* _Exercise objective_
List all the lines in these records that hold "boundary".

* _Stored entries_
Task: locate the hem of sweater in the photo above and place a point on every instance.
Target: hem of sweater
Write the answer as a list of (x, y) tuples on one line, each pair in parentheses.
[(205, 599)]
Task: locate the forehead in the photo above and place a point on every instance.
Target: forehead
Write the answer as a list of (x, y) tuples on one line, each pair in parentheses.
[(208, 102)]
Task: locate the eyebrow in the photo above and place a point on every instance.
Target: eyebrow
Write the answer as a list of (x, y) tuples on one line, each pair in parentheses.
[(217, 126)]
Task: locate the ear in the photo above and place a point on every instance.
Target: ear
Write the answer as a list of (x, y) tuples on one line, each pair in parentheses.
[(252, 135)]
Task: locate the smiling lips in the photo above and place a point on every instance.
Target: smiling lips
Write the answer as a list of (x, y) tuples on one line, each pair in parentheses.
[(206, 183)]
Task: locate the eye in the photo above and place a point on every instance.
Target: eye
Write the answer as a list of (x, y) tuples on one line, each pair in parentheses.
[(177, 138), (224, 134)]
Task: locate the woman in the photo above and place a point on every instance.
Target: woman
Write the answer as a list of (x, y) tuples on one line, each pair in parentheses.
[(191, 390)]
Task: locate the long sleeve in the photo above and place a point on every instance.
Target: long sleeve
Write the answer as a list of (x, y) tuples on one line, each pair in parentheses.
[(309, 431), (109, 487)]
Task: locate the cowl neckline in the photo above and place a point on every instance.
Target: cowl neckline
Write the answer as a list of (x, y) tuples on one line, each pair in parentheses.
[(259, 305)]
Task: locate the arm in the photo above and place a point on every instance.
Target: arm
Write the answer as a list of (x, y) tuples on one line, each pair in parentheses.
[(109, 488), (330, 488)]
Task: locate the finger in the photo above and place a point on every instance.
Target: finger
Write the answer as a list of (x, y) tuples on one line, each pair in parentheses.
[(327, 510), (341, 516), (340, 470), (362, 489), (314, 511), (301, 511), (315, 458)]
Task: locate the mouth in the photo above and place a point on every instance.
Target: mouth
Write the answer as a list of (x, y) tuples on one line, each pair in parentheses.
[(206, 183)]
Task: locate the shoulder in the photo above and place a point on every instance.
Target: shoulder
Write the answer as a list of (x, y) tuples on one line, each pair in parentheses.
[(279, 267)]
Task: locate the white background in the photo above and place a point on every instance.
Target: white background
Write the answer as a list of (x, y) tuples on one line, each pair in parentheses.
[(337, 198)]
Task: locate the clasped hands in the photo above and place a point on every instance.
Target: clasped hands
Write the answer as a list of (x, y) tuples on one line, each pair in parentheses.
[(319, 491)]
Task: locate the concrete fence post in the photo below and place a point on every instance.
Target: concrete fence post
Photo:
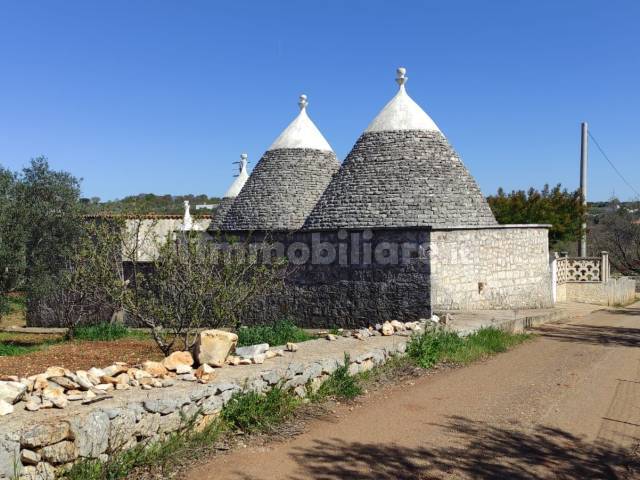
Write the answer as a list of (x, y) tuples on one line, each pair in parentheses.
[(605, 273)]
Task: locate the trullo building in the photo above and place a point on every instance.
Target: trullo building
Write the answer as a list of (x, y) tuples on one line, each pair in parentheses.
[(287, 181)]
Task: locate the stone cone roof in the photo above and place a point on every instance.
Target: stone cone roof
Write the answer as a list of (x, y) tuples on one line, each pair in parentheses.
[(287, 181), (230, 195), (402, 172)]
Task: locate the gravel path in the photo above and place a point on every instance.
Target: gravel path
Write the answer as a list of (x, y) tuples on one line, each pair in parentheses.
[(565, 405)]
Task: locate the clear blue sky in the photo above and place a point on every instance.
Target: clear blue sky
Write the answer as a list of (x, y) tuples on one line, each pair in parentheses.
[(159, 96)]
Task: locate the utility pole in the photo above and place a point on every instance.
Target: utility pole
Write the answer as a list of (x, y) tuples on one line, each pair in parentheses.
[(584, 152)]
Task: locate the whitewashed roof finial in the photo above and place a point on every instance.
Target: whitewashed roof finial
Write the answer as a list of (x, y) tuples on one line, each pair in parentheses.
[(241, 177), (401, 77), (402, 113), (302, 132), (302, 103)]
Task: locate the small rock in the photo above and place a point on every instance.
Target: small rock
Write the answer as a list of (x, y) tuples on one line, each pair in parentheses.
[(84, 380), (259, 358), (96, 372), (252, 351), (397, 325), (5, 408), (387, 329), (65, 383), (55, 372), (115, 370), (11, 392), (105, 387), (182, 369), (177, 359), (155, 369), (33, 405), (29, 457), (214, 346), (62, 452)]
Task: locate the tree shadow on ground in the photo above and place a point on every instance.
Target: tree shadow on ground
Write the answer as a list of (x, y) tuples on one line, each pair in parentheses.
[(481, 451), (592, 334)]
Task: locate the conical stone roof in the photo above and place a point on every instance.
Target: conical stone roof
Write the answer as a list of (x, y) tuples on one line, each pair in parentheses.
[(230, 195), (402, 172), (287, 181)]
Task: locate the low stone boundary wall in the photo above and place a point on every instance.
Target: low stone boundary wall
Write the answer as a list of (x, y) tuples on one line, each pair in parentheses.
[(36, 445), (616, 291)]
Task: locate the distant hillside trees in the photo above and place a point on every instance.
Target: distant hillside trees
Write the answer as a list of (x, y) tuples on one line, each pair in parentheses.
[(616, 229), (147, 203), (557, 206)]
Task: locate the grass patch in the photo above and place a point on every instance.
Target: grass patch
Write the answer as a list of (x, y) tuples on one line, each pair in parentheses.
[(279, 333), (340, 384), (253, 412), (105, 331), (432, 347)]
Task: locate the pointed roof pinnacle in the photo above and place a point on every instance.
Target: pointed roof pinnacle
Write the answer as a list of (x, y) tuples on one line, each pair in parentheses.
[(241, 178), (402, 112), (302, 132)]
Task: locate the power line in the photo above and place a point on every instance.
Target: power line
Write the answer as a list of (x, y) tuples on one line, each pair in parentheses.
[(612, 165)]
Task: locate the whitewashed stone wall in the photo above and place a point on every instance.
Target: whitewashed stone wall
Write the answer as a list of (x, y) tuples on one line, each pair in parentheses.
[(617, 291), (490, 268)]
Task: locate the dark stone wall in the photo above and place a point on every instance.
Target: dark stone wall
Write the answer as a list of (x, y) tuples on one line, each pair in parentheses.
[(282, 190), (401, 179), (350, 291)]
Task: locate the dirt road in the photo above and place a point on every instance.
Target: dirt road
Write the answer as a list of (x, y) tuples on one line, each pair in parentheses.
[(565, 405)]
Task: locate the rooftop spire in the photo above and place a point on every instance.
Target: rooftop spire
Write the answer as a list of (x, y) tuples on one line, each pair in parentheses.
[(402, 113), (241, 178), (302, 132)]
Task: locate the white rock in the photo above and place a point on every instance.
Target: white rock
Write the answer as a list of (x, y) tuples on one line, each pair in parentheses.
[(252, 350), (214, 346), (5, 408), (83, 379), (259, 358), (178, 360), (399, 326), (387, 329), (11, 392), (182, 369)]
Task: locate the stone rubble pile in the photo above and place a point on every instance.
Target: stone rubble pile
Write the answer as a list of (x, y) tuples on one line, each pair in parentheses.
[(57, 386), (42, 449)]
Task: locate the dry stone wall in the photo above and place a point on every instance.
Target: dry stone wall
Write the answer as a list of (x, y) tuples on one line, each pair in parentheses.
[(490, 268), (38, 445)]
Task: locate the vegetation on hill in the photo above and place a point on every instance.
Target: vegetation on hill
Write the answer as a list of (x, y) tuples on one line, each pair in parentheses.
[(147, 203), (560, 208)]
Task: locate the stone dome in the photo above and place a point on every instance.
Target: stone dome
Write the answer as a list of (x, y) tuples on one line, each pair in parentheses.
[(402, 172), (287, 181), (230, 195)]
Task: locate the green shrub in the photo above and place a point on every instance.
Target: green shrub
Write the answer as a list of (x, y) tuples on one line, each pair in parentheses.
[(279, 333), (340, 384), (251, 411), (104, 331), (430, 348)]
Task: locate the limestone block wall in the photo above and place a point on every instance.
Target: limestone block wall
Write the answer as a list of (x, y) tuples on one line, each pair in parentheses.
[(506, 267), (616, 291)]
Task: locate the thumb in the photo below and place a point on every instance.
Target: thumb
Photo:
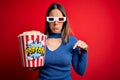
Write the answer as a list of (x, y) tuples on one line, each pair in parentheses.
[(74, 46)]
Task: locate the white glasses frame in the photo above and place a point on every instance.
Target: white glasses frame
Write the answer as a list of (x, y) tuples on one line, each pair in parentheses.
[(56, 19)]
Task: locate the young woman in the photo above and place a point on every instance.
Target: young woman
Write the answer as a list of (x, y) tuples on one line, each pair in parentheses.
[(62, 49)]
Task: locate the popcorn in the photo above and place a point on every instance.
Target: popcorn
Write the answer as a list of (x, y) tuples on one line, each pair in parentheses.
[(32, 47)]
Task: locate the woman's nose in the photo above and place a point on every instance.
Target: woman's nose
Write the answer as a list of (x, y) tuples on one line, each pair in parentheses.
[(56, 22)]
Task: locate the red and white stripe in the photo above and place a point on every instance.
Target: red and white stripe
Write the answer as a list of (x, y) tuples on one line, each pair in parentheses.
[(23, 45)]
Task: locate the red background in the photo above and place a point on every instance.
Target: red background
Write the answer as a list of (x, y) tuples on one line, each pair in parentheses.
[(94, 21)]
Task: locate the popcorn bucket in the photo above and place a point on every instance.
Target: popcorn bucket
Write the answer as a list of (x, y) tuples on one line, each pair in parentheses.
[(32, 47)]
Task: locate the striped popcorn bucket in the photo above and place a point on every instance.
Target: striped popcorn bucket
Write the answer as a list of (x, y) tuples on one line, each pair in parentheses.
[(32, 47)]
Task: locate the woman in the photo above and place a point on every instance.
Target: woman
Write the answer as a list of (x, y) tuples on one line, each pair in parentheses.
[(62, 49)]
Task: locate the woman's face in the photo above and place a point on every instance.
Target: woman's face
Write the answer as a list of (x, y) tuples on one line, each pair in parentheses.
[(55, 26)]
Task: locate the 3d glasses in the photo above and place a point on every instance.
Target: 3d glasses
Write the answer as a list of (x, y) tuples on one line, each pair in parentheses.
[(53, 19)]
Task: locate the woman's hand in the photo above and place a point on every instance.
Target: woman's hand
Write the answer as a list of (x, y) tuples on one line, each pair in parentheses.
[(81, 44)]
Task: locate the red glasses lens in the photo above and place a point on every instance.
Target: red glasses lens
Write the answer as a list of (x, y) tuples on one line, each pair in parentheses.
[(61, 19)]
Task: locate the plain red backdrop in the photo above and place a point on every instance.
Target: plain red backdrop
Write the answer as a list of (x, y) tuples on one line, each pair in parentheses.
[(94, 21)]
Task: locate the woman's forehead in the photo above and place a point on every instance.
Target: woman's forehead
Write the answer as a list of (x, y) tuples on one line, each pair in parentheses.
[(55, 12)]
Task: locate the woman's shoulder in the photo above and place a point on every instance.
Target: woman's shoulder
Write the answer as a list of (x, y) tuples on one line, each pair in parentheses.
[(73, 39)]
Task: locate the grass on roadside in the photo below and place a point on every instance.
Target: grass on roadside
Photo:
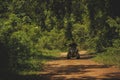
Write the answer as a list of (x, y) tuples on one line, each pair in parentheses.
[(39, 61), (109, 57)]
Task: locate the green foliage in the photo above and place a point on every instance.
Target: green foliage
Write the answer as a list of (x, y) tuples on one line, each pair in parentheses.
[(110, 57)]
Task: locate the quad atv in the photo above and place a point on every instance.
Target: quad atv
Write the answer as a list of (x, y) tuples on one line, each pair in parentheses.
[(73, 52)]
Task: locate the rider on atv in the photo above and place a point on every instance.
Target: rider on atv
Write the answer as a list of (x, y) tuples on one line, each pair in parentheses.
[(73, 51), (73, 45)]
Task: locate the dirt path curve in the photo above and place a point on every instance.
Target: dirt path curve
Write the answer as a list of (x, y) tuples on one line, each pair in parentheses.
[(78, 69)]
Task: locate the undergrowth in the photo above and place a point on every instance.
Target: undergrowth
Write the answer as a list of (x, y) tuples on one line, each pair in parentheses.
[(109, 57)]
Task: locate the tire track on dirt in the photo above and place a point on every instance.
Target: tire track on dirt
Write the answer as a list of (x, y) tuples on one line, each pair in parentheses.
[(78, 69)]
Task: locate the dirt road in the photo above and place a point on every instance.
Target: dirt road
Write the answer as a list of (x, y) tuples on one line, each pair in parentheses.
[(78, 69)]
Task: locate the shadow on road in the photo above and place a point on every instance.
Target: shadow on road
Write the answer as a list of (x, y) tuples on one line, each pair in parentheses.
[(61, 72)]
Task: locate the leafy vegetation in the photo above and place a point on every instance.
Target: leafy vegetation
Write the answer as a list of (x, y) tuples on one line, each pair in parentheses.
[(31, 29)]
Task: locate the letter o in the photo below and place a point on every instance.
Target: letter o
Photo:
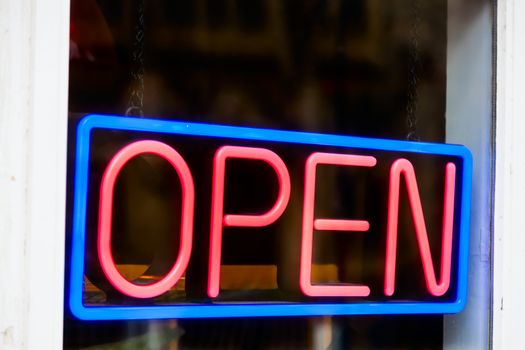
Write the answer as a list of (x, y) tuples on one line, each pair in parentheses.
[(106, 212)]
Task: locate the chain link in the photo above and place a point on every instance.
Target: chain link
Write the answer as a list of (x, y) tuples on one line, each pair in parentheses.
[(414, 63), (136, 97)]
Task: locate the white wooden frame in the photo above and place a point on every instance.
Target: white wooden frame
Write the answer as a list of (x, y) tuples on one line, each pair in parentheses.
[(33, 126), (509, 231), (34, 56), (469, 122)]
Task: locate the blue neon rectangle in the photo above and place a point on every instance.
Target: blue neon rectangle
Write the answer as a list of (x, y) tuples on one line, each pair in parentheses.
[(90, 122)]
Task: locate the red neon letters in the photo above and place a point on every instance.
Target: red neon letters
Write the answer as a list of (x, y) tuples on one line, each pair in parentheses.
[(403, 166), (106, 212), (309, 224), (219, 219)]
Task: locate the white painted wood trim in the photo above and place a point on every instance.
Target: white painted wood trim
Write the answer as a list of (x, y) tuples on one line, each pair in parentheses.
[(469, 122), (34, 56), (509, 230)]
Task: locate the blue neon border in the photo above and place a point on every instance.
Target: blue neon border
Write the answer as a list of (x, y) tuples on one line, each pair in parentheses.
[(90, 122)]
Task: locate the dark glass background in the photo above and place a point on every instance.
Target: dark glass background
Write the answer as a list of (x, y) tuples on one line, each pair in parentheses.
[(355, 67)]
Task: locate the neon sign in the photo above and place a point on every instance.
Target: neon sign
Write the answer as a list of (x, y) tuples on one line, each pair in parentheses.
[(393, 168)]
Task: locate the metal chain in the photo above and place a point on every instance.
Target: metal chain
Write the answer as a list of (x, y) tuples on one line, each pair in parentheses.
[(136, 97), (414, 63)]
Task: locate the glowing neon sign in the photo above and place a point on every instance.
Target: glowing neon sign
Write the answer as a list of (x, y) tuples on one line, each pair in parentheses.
[(445, 290)]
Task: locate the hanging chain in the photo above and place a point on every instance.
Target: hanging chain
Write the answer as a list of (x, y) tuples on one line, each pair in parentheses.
[(136, 97), (414, 63)]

* _Solution_
Task: locate the low stone boundary wall in the photo above and place a point on every instance.
Target: low stone boundary wall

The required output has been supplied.